• **TASK**: Search the entries below for the line containing "Segment every instance of the strap"; from there to the end, return every line exactly and add nothing.

• **RECORDS FOR THE EXERCISE**:
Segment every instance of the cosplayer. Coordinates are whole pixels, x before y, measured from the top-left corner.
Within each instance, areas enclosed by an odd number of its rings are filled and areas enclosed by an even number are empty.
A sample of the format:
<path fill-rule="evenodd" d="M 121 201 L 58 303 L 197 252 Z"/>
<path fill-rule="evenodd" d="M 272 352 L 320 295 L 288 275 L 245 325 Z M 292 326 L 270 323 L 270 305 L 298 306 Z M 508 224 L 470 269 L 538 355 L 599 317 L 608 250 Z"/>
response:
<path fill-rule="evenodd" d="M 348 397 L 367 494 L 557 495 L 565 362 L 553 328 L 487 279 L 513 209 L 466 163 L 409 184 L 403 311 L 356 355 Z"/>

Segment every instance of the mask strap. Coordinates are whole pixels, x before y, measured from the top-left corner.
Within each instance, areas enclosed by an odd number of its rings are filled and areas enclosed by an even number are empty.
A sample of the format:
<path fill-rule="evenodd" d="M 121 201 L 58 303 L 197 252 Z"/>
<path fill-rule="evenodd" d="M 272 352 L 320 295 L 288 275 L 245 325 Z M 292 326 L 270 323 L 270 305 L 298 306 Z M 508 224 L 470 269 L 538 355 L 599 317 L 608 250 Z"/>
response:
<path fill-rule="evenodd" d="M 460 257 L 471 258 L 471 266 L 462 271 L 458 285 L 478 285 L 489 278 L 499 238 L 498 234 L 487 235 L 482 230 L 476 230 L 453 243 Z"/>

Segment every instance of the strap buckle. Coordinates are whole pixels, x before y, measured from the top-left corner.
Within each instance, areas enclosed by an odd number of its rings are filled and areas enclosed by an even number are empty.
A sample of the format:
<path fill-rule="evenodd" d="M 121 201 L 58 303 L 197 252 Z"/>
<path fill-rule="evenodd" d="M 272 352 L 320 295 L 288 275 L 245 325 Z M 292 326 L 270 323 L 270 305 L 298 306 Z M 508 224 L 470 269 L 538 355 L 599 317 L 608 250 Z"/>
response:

• **OUTPUT FOR THIS TASK**:
Segment every instance of the strap buckle. Coordinates are whole pixels, x before y, measured from the top-left corner.
Within each instance, areas enclosed by an odd number of its rings are filled and areas enclosed by an even number are empty.
A sample of the format:
<path fill-rule="evenodd" d="M 121 201 L 58 303 L 197 252 Z"/>
<path fill-rule="evenodd" d="M 272 352 L 320 295 L 288 275 L 245 325 Z M 292 326 L 270 323 L 270 305 L 298 306 Z M 508 224 L 470 269 L 538 355 L 599 317 L 608 250 Z"/>
response:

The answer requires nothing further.